Entrées du jeu de données d'annotation:
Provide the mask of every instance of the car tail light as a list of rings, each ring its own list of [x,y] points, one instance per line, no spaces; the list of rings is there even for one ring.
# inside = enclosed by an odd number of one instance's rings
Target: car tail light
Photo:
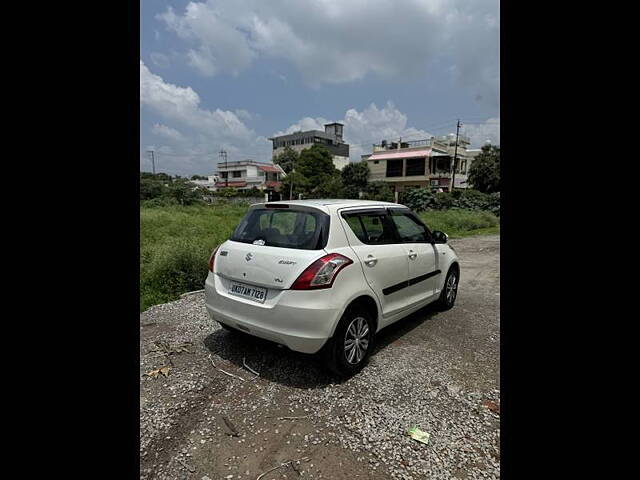
[[[352,263],[353,260],[339,253],[325,255],[309,265],[300,274],[298,279],[291,285],[291,290],[331,288],[338,272]]]
[[[211,254],[211,256],[209,257],[209,271],[213,272],[213,262],[216,258],[216,252],[218,251],[218,249],[220,248],[220,245],[218,245],[215,250],[213,251],[213,253]]]

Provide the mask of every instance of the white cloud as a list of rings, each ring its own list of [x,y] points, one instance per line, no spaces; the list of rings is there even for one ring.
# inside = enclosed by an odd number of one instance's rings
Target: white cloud
[[[200,108],[200,97],[191,87],[166,83],[140,62],[140,103],[164,118],[226,139],[248,139],[252,132],[228,110]]]
[[[151,61],[157,67],[167,68],[170,65],[169,57],[167,55],[165,55],[164,53],[153,52],[149,56],[151,57]]]
[[[151,128],[151,133],[154,135],[158,135],[159,137],[164,137],[169,140],[184,140],[184,135],[182,135],[175,128],[167,127],[166,125],[162,125],[160,123],[156,123]]]
[[[473,148],[480,148],[487,140],[500,145],[500,119],[489,118],[483,123],[463,125],[462,133],[470,137]]]
[[[159,153],[158,162],[168,173],[212,172],[220,149],[227,150],[230,159],[270,159],[270,142],[240,118],[252,118],[251,112],[203,108],[191,87],[165,82],[142,61],[140,105],[163,119],[150,132],[162,141],[153,150]],[[141,156],[141,167],[148,169],[148,164],[146,156]]]
[[[195,41],[189,49],[189,64],[206,76],[218,73],[237,75],[249,66],[255,57],[243,32],[228,23],[224,11],[213,5],[191,2],[183,15],[176,15],[172,7],[158,18],[180,38]]]
[[[190,44],[185,56],[204,75],[270,57],[317,86],[429,74],[439,61],[497,105],[498,0],[208,0],[158,18]]]

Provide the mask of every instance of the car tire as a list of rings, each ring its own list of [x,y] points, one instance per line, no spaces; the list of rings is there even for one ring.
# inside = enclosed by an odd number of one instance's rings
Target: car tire
[[[325,345],[327,367],[343,378],[355,375],[366,364],[373,350],[374,339],[375,324],[371,314],[363,308],[349,308],[338,322],[333,337]]]
[[[456,298],[458,297],[459,283],[460,271],[455,266],[452,266],[447,272],[442,292],[440,292],[440,298],[437,304],[439,310],[445,311],[453,308],[456,303]]]

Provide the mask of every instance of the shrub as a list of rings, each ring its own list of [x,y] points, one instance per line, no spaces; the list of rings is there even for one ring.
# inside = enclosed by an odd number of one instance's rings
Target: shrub
[[[204,288],[210,254],[202,243],[187,239],[170,239],[156,249],[140,272],[143,304],[169,301],[181,293]]]
[[[436,196],[429,188],[412,188],[402,192],[401,203],[416,212],[435,210]]]
[[[428,188],[413,188],[403,192],[401,203],[416,212],[426,210],[484,210],[500,215],[500,192],[491,194],[477,190],[454,190],[452,193],[433,193]]]
[[[371,182],[367,185],[364,200],[377,200],[379,202],[393,202],[395,200],[391,187],[387,182]]]

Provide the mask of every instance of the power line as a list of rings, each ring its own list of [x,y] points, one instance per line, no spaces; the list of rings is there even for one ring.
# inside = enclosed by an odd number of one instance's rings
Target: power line
[[[229,168],[227,165],[227,152],[221,149],[220,158],[224,158],[224,169],[226,170],[225,176],[224,176],[224,186],[228,187],[229,186]]]

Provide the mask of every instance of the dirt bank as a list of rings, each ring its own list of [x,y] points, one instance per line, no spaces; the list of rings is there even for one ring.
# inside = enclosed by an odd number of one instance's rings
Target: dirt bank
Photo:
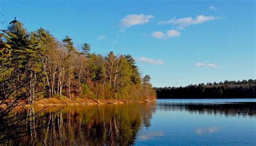
[[[36,106],[55,106],[55,105],[99,105],[99,104],[116,104],[125,103],[143,103],[153,102],[156,100],[133,100],[124,99],[85,99],[76,98],[59,99],[57,98],[42,99],[35,101],[33,103]]]

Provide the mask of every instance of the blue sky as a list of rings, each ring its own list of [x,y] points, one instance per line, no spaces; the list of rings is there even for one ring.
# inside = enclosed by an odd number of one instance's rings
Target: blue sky
[[[17,17],[105,55],[131,54],[156,87],[255,79],[254,1],[3,1]],[[1,25],[5,28],[5,23]]]

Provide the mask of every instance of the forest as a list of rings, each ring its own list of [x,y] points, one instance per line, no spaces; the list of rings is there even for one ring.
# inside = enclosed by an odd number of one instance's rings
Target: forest
[[[3,103],[37,98],[154,100],[151,78],[142,77],[131,54],[106,56],[91,52],[84,43],[75,47],[49,31],[32,32],[16,20],[0,34],[0,94]],[[12,102],[12,103],[13,103]]]
[[[158,99],[255,98],[256,80],[154,88]]]

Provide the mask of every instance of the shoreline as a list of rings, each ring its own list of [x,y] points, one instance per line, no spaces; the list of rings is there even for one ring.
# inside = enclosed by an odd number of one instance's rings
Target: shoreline
[[[125,99],[88,99],[76,98],[70,100],[69,99],[59,99],[54,98],[42,99],[35,101],[33,104],[26,106],[73,106],[73,105],[97,105],[103,104],[122,104],[129,103],[146,103],[155,102],[154,100],[133,100]]]

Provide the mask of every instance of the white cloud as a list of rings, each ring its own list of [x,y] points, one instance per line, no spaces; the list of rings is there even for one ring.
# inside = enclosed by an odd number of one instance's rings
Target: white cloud
[[[106,37],[105,36],[99,35],[97,37],[97,38],[98,39],[105,39]]]
[[[150,19],[154,17],[152,15],[144,14],[127,15],[121,20],[121,25],[125,27],[129,27],[132,25],[142,25],[147,23]]]
[[[201,63],[197,62],[194,64],[196,67],[208,67],[208,68],[217,68],[220,67],[217,64],[209,64],[209,63]]]
[[[145,57],[139,57],[138,60],[140,61],[146,62],[149,64],[153,65],[163,65],[164,61],[162,60],[155,60],[151,58],[148,58]]]
[[[166,33],[160,31],[155,31],[153,32],[151,36],[153,38],[158,39],[164,38],[165,39],[169,38],[178,37],[180,35],[180,32],[175,30],[168,30]]]
[[[151,34],[152,37],[156,38],[163,38],[165,37],[165,34],[160,31],[155,31]]]
[[[216,9],[216,8],[215,8],[215,6],[214,6],[213,5],[211,6],[209,8],[210,8],[210,9],[212,10],[213,11],[217,11],[217,9]]]
[[[179,26],[180,29],[183,29],[185,26],[188,26],[192,24],[198,24],[204,22],[213,20],[217,19],[219,19],[218,17],[213,16],[205,16],[201,15],[198,15],[195,19],[193,19],[192,17],[186,17],[179,19],[173,18],[172,19],[161,21],[159,23],[160,24],[172,24],[173,25],[177,25]]]

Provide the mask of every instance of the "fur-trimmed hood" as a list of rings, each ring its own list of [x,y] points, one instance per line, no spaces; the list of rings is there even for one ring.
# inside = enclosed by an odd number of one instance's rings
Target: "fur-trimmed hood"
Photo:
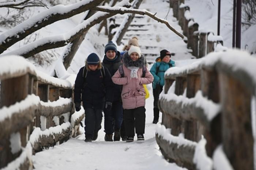
[[[123,63],[126,67],[137,67],[139,68],[142,68],[144,60],[145,58],[142,55],[140,57],[135,61],[132,60],[128,54],[128,52],[124,53],[123,56]]]

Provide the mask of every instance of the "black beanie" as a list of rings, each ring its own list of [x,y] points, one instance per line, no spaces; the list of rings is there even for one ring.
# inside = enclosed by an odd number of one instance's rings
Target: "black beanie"
[[[166,55],[170,55],[170,57],[171,57],[171,53],[170,51],[165,49],[163,50],[160,51],[160,58],[161,60],[163,59],[163,57],[165,57]]]
[[[88,65],[98,64],[99,62],[99,58],[97,54],[92,53],[88,55],[87,61]]]
[[[117,52],[116,49],[116,46],[113,42],[111,41],[109,42],[105,46],[105,54],[108,50],[114,51],[116,53]]]

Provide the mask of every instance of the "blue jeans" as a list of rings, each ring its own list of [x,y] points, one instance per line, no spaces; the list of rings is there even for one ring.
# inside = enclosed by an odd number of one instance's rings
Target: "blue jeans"
[[[102,110],[85,108],[84,131],[86,138],[91,138],[95,132],[101,128],[102,120]]]
[[[123,106],[120,101],[115,101],[110,111],[104,109],[105,132],[112,134],[114,131],[119,131],[123,122]]]

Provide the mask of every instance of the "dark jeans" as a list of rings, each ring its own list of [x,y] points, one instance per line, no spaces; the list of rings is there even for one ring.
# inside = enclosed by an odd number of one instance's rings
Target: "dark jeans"
[[[85,138],[92,138],[95,132],[101,128],[102,120],[102,110],[91,108],[85,108],[84,134]]]
[[[123,122],[123,107],[121,101],[113,102],[110,111],[104,109],[104,126],[106,134],[112,134],[114,131],[119,131]]]
[[[135,125],[136,134],[143,134],[145,133],[146,111],[144,107],[124,110],[124,125],[127,136],[134,136]]]
[[[157,85],[155,88],[153,89],[154,120],[158,120],[159,118],[159,109],[157,106],[157,103],[159,100],[159,95],[162,90],[163,86],[159,84]]]
[[[123,109],[123,113],[124,113],[124,111]],[[123,116],[123,122],[122,122],[122,124],[121,125],[121,128],[120,130],[120,134],[121,136],[121,138],[124,138],[126,136],[126,134],[125,133],[125,127],[124,125],[124,116]]]

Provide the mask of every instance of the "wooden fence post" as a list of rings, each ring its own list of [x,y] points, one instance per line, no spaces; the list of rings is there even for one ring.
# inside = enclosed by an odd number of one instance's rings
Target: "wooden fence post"
[[[175,93],[177,96],[182,95],[187,87],[186,77],[176,77]],[[174,136],[178,136],[183,131],[182,129],[182,121],[178,119],[173,117],[170,120],[171,134]]]
[[[165,79],[165,94],[167,94],[168,90],[169,90],[170,87],[172,86],[175,81],[174,79]]]
[[[234,169],[253,169],[251,92],[230,76],[219,73],[223,150]]]
[[[201,32],[199,38],[199,58],[206,55],[206,32]]]
[[[219,103],[219,77],[215,70],[203,68],[201,71],[201,89],[203,96],[216,103]],[[221,113],[211,120],[210,127],[203,132],[207,140],[206,149],[211,157],[216,147],[222,142]]]
[[[29,74],[26,74],[21,76],[1,80],[1,107],[7,107],[15,104],[16,102],[25,99],[29,93]],[[21,145],[26,146],[27,140],[27,125],[21,123],[20,134]],[[10,134],[11,135],[11,134]],[[10,147],[10,136],[5,139],[0,140],[0,168],[6,166],[19,157],[21,153],[19,151],[12,154]]]
[[[188,49],[192,48],[194,42],[192,40],[193,35],[194,32],[198,30],[199,25],[196,23],[194,23],[193,25],[189,26],[188,27],[188,44],[187,47]]]
[[[178,8],[178,24],[181,27],[181,29],[183,30],[184,26],[183,25],[184,16],[184,13],[185,13],[185,8],[179,7]]]
[[[214,42],[209,40],[207,41],[207,49],[206,50],[207,54],[208,54],[211,52],[214,51]]]
[[[191,42],[192,42],[192,55],[198,58],[198,40],[199,37],[198,34],[194,33],[192,38]]]
[[[185,36],[188,36],[188,23],[191,20],[191,19],[187,18],[185,15],[185,13],[186,12],[189,12],[190,11],[190,8],[189,7],[186,6],[185,7],[185,11],[184,12],[184,20],[183,20],[183,27],[182,29],[183,30],[183,35]]]
[[[177,19],[178,17],[179,0],[173,0],[173,16]]]
[[[188,98],[194,97],[196,92],[200,89],[200,74],[198,72],[188,74],[187,78],[186,96]],[[184,135],[185,139],[198,142],[198,122],[195,120],[183,120],[182,126],[184,128]]]

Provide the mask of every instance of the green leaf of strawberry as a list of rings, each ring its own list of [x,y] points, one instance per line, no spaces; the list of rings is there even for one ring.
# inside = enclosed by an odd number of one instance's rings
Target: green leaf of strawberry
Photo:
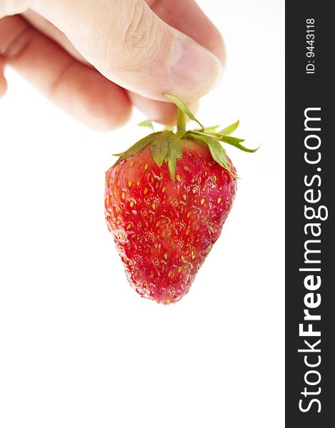
[[[233,133],[233,132],[237,129],[239,125],[239,121],[237,121],[235,123],[229,125],[229,126],[227,126],[226,128],[224,128],[219,133],[223,134],[224,136],[230,136],[230,134]]]

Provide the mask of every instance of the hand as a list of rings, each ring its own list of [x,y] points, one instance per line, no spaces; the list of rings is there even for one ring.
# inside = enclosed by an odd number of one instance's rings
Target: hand
[[[192,103],[219,80],[222,39],[194,0],[0,0],[0,96],[8,63],[86,124],[123,124],[131,105],[171,124],[161,95]]]

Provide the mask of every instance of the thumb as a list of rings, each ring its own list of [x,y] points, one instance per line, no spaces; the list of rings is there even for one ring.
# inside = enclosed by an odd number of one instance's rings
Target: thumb
[[[222,65],[160,19],[144,0],[33,0],[31,9],[63,31],[99,71],[140,95],[191,101],[215,86]]]

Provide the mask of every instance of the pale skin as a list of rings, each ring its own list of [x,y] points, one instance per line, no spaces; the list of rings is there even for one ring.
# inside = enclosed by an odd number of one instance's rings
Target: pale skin
[[[220,34],[194,0],[0,0],[0,97],[8,65],[99,130],[123,125],[133,106],[171,124],[162,93],[196,103],[224,61]]]

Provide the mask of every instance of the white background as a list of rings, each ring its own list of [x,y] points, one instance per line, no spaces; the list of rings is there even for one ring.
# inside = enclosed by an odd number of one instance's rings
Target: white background
[[[228,61],[206,124],[241,120],[254,155],[181,302],[127,284],[104,171],[146,132],[79,124],[7,71],[0,101],[1,428],[284,427],[284,1],[201,0]]]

● Exercice écrit:
Recopiez à l'identique les lignes des entrées, depuis celle qui contient « Provide the mask of every instance of the hand » jusqu'à la fin des entrées, ces deux bornes comprises.

● Votre réponse:
Provide the mask of every instance of the hand as a list of rings, each ring its own list of [x,y] points, one instance per line, no spaces; the list of rings is there even for one ring.
# inside = enclosed by an odd number of one instance's rings
Target: hand
[[[192,103],[219,80],[222,39],[194,0],[0,0],[0,96],[8,63],[86,124],[123,124],[131,105],[171,124],[161,95]]]

Provide the mask of every instance of the thumb as a list of rings, each ring its own list of [x,y] points, one instance per line, no spaces; the list of rings is there even for one ring.
# inside = enclosed by an odd number of one instance's rings
Target: thumb
[[[222,65],[160,19],[144,0],[33,0],[31,9],[63,31],[99,71],[140,95],[191,101],[215,86]]]

Provide the mask of every instance of the pale skin as a list of rings, each ring its own list of [x,y] points, one instance per line, no spaces; the list of rings is there even for one ring.
# inside = enclosed by an odd number of one instance's rings
Target: pale skin
[[[220,34],[194,0],[0,0],[0,97],[8,65],[99,130],[123,125],[133,106],[171,124],[162,93],[196,103],[224,61]]]

Provide the mask of every instance of the white background as a list of rings, each ring its own list of [x,y] points, one instance per line, no spaces; the list of rings is there even for one ring.
# inside = enclosed by an odd number of one instance's rings
Target: white background
[[[228,61],[206,124],[241,120],[254,155],[181,302],[127,284],[104,171],[146,132],[79,124],[7,71],[0,101],[1,428],[284,427],[284,1],[201,0]]]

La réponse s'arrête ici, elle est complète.